GOAL: Write out each of the entries below word for word, leaving out the pictures.

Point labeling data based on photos
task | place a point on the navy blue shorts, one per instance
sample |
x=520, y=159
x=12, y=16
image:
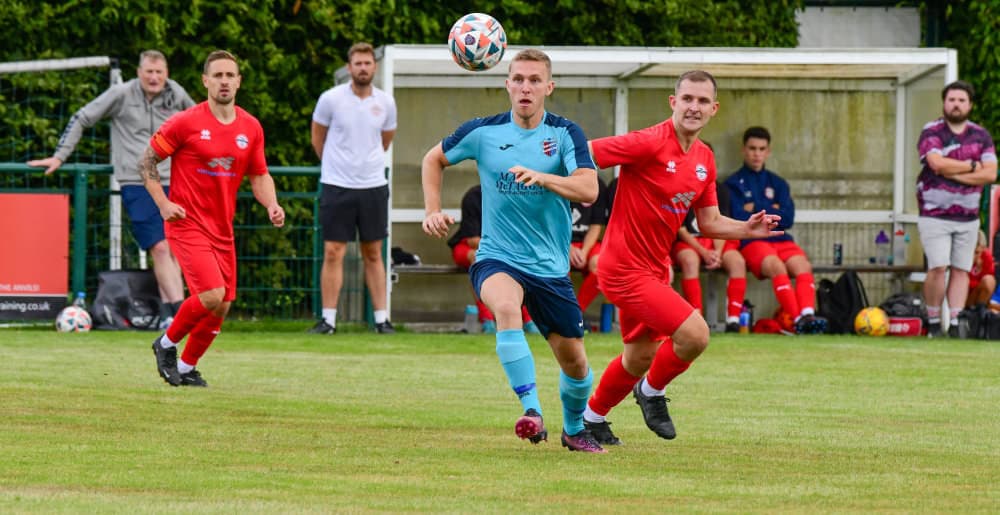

FINISHED TASK:
task | place a point on the navy blue shorts, one per instance
sample |
x=520, y=159
x=12, y=16
image:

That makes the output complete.